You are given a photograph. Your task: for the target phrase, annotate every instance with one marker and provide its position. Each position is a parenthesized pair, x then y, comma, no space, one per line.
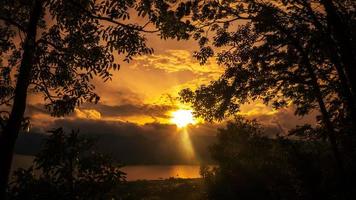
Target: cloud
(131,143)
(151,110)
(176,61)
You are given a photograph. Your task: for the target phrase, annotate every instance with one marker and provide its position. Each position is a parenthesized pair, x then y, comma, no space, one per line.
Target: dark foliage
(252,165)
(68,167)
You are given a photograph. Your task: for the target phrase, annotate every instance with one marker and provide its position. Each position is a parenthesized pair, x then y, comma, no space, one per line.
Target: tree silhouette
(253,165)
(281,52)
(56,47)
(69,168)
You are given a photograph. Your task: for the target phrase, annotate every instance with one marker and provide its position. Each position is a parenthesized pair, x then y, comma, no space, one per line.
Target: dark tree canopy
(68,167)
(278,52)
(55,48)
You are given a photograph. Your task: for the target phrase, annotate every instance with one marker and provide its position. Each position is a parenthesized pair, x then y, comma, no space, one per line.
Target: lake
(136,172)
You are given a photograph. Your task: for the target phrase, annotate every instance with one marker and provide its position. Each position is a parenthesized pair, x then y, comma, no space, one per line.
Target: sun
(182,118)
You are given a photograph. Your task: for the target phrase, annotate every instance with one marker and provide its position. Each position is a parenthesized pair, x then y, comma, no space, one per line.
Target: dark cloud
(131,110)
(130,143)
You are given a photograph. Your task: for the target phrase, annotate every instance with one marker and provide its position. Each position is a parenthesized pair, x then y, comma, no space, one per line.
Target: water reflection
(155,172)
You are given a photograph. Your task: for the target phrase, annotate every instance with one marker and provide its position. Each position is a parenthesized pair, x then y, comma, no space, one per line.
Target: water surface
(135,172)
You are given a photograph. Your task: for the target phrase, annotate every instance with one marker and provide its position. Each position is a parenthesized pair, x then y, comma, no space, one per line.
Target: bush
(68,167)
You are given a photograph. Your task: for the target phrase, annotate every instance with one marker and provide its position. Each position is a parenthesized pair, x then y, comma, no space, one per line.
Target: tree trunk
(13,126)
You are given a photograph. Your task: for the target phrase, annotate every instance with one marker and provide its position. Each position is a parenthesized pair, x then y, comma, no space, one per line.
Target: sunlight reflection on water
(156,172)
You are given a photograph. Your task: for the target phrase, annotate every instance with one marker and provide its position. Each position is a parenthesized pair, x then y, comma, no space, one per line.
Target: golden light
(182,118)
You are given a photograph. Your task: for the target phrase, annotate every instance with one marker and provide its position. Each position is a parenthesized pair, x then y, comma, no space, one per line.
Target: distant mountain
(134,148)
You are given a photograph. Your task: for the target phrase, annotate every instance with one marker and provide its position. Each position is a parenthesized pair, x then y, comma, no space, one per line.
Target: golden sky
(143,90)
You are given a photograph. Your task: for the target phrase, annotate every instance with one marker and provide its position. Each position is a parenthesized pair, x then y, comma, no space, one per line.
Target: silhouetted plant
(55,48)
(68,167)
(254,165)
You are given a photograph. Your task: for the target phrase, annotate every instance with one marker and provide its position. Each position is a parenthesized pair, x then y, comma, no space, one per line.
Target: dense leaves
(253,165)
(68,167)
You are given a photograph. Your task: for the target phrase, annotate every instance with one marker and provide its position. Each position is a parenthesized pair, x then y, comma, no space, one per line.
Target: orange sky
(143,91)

* * *

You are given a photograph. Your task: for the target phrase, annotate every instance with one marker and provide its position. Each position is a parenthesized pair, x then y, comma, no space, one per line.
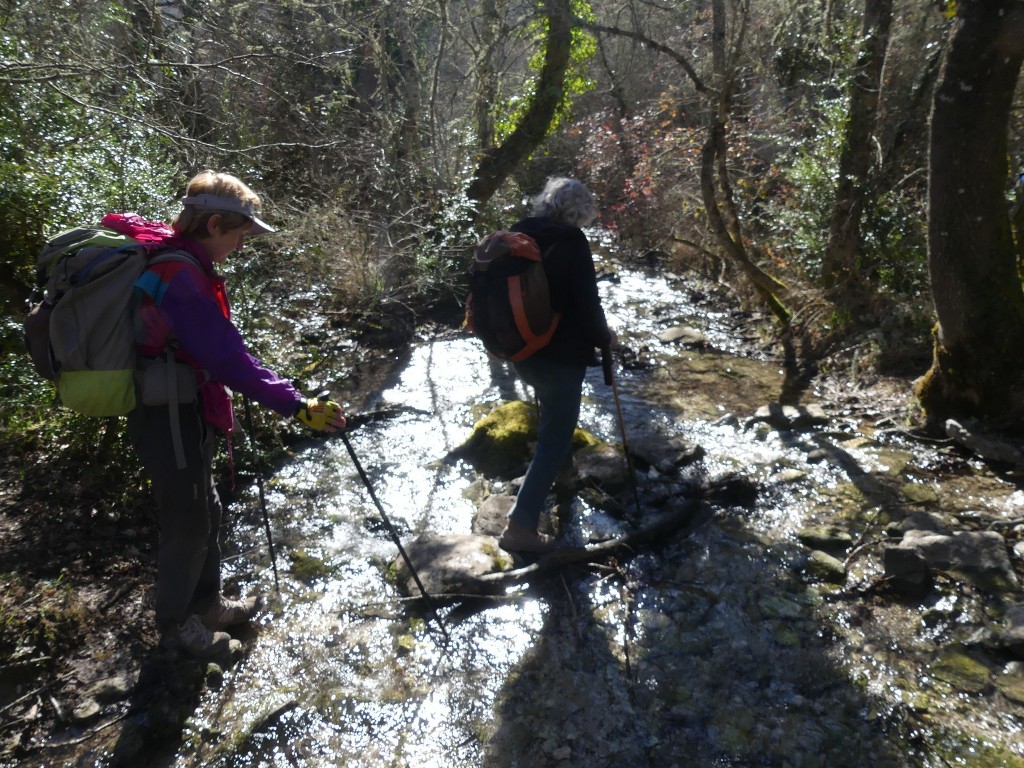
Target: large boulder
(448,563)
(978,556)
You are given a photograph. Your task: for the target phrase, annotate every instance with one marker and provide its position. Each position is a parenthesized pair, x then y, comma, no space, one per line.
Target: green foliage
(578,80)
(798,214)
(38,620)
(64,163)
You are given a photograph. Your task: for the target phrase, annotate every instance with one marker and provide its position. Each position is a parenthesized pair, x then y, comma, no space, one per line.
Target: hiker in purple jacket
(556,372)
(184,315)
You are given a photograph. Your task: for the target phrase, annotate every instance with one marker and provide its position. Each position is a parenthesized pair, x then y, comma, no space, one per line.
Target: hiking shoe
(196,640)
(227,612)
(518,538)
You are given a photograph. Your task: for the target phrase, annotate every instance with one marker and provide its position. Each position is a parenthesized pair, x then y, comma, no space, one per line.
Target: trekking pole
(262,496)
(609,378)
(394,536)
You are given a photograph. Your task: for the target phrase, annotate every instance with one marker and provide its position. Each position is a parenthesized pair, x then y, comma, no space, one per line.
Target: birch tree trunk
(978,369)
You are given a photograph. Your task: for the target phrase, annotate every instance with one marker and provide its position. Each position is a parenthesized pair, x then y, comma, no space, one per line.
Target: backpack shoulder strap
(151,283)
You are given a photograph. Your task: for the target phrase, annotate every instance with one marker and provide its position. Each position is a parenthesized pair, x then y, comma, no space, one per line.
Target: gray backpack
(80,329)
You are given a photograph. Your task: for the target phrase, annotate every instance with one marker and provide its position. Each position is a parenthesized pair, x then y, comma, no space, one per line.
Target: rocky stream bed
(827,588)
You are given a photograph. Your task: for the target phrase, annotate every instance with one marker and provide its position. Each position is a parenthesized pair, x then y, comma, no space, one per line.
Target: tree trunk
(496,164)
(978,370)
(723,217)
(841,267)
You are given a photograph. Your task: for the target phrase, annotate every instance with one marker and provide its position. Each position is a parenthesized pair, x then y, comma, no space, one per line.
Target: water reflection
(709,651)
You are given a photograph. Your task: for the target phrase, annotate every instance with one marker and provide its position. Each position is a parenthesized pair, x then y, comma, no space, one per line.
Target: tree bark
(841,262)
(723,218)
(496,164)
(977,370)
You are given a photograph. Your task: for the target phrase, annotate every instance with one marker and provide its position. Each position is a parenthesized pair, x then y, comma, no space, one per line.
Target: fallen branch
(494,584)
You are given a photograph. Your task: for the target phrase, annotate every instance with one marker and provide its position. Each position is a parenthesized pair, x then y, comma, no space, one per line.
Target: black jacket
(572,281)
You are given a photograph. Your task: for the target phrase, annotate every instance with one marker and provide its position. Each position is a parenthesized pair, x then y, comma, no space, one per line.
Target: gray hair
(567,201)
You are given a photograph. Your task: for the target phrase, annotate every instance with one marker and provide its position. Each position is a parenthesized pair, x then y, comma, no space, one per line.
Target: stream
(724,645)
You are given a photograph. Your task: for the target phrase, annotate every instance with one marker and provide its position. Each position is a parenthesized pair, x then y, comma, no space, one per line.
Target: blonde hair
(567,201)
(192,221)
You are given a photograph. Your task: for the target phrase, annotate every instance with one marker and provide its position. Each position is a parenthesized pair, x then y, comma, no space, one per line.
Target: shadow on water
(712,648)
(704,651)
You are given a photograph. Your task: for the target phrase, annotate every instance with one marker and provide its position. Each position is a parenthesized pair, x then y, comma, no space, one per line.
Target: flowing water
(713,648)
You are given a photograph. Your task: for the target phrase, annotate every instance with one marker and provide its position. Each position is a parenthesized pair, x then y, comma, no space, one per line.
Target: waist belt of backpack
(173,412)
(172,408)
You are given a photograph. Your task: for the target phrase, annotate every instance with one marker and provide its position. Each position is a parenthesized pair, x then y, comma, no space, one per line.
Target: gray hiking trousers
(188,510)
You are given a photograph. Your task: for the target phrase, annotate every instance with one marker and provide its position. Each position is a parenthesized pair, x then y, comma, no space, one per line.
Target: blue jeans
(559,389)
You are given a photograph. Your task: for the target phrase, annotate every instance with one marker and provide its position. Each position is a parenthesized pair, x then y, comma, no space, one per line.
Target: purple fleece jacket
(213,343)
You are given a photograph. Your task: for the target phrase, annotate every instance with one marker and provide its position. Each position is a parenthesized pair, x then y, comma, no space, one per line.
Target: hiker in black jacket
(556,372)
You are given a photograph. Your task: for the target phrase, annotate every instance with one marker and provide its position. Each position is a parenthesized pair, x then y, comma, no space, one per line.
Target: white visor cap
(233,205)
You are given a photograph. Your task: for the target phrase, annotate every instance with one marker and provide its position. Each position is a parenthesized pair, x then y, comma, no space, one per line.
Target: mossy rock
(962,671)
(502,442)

* * *

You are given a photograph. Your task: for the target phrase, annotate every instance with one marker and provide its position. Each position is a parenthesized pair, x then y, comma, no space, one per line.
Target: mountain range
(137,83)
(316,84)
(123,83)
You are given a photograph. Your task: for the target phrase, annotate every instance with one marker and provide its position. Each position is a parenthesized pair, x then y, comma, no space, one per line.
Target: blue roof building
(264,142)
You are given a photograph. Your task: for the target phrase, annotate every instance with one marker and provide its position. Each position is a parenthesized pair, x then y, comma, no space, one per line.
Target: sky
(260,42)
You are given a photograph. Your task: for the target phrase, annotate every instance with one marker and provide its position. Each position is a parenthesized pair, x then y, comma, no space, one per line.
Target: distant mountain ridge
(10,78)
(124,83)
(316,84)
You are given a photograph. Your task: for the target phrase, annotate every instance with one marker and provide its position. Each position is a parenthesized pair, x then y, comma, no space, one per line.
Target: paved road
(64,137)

* * *

WORK TO BE COMPLETED:
Pull every line from the records that contains the word "black". Matching is case-sensitive.

COMPLETED EXERCISE:
Target: black jacket
Target: hiker in black jacket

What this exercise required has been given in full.